## [Data extract]

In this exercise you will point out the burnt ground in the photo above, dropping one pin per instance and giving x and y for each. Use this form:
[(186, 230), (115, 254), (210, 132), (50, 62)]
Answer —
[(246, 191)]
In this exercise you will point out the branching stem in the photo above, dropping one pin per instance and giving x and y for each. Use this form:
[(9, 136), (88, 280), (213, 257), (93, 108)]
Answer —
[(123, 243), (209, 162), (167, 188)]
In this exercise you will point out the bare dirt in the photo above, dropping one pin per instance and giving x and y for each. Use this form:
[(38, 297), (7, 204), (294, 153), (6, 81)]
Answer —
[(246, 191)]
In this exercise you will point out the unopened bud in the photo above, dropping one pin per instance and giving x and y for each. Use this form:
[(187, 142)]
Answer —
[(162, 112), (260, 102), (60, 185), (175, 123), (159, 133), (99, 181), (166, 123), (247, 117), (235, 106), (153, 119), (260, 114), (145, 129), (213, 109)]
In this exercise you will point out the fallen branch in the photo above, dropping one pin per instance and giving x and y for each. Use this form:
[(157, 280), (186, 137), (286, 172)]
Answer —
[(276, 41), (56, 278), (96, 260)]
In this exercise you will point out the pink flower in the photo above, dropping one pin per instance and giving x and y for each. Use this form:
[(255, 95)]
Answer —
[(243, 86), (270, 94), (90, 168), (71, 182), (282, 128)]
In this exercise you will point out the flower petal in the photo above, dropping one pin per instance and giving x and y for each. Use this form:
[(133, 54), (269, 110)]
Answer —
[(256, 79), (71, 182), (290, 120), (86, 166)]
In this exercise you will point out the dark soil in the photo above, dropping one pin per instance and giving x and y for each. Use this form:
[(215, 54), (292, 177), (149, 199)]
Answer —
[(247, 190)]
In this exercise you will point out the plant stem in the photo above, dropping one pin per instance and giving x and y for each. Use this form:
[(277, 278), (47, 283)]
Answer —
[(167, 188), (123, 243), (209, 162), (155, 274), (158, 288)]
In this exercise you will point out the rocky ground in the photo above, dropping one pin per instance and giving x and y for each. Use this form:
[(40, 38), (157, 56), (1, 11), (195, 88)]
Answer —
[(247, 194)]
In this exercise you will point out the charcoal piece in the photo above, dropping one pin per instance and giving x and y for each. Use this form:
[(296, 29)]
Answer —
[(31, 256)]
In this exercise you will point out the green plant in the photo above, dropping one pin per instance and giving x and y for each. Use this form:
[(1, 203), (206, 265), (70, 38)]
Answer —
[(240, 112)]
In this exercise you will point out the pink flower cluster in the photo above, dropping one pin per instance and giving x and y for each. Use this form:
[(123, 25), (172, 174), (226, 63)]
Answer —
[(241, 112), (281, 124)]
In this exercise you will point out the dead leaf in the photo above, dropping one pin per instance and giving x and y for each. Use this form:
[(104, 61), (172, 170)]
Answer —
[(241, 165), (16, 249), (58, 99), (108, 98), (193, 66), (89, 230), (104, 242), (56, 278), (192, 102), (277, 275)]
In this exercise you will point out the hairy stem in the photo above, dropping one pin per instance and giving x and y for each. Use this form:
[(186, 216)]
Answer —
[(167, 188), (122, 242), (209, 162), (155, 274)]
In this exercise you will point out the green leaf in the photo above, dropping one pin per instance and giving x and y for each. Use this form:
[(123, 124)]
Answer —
--
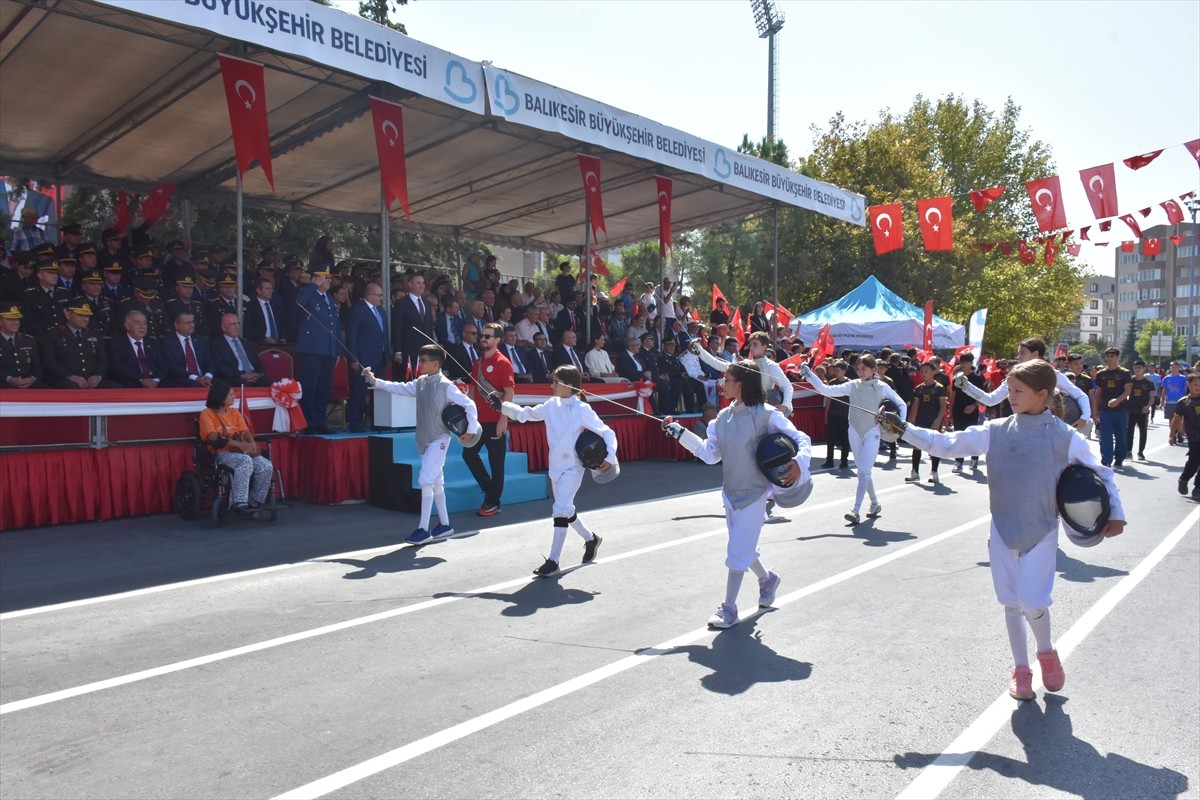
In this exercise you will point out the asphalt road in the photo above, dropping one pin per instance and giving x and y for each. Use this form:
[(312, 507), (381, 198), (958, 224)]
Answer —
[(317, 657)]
* * *
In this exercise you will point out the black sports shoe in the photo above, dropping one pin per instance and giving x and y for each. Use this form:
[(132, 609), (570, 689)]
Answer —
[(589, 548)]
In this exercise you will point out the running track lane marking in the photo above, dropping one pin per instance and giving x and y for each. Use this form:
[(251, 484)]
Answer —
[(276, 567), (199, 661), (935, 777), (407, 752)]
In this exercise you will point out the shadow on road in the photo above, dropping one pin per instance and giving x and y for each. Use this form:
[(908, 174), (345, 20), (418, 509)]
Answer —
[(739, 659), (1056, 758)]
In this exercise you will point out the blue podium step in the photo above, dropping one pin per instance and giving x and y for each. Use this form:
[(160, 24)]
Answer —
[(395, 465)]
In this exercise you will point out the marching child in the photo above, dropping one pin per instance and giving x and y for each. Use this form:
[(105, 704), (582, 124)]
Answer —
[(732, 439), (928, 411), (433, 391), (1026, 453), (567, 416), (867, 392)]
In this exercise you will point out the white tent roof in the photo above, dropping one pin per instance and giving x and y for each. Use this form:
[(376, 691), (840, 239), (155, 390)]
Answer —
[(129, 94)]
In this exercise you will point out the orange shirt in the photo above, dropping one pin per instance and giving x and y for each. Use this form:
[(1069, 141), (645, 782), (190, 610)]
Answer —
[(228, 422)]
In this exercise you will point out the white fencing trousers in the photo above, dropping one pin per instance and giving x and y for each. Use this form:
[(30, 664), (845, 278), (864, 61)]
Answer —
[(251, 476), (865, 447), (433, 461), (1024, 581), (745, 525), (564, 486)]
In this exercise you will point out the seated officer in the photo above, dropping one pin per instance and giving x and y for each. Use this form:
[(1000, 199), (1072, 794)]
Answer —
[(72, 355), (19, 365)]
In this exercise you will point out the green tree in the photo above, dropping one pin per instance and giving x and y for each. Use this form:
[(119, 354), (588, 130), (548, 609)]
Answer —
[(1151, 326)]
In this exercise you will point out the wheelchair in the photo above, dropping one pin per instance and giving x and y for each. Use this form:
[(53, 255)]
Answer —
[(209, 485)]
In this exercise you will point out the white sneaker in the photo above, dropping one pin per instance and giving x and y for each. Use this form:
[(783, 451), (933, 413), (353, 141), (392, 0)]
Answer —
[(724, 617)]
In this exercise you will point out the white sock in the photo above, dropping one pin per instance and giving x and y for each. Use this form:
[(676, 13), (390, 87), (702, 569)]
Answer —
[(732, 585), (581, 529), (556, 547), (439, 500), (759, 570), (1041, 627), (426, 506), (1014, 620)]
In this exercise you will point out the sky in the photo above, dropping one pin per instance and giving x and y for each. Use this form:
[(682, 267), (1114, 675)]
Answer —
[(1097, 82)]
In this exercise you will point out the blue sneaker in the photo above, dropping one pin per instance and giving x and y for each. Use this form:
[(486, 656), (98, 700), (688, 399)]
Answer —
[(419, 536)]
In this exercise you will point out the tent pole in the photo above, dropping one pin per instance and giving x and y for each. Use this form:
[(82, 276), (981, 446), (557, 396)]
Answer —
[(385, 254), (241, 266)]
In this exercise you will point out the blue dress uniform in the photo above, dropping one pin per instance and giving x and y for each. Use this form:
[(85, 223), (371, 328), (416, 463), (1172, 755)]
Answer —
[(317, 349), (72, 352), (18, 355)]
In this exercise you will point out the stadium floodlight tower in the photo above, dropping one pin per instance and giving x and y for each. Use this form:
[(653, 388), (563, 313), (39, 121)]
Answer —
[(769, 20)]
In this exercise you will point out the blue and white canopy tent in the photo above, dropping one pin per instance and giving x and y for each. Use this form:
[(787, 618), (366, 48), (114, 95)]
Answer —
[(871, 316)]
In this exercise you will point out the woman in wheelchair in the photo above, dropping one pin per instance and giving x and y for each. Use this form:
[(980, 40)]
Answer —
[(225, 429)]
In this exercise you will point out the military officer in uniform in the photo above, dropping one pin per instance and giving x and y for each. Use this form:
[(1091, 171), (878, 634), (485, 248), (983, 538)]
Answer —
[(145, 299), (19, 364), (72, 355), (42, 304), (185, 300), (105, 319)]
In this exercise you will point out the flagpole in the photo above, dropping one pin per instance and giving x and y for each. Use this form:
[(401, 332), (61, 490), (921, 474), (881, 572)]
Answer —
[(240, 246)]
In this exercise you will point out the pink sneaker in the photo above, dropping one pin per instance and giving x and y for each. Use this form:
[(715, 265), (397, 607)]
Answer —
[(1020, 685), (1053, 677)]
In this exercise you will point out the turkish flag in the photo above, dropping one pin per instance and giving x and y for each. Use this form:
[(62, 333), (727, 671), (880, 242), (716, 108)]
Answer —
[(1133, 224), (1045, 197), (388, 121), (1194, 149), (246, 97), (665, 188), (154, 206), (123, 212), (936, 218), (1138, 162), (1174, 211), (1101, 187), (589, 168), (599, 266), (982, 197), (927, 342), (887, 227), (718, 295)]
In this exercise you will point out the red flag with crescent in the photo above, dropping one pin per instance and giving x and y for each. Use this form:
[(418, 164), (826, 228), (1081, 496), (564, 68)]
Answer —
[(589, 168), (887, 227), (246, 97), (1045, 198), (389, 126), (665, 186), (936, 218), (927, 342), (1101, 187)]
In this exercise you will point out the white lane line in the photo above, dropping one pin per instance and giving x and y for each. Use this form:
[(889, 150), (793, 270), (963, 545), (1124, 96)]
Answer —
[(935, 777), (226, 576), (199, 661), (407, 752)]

## [Exercise]
What lines above hold the word "pink"? Pull each one out.

## [Response]
In this exercise you will point out the pink flower in the photo above, dropping one pin per instance and giving x and y for each. Use this form:
In this exercise you will point out the pink flower cluster in the photo above, dropping one pin per instance and giving x and y for each. Use this form:
In this exercise you will point out the pink sneaker in the photo above, dropping one pin per instance and giving x and y for each. Use this form:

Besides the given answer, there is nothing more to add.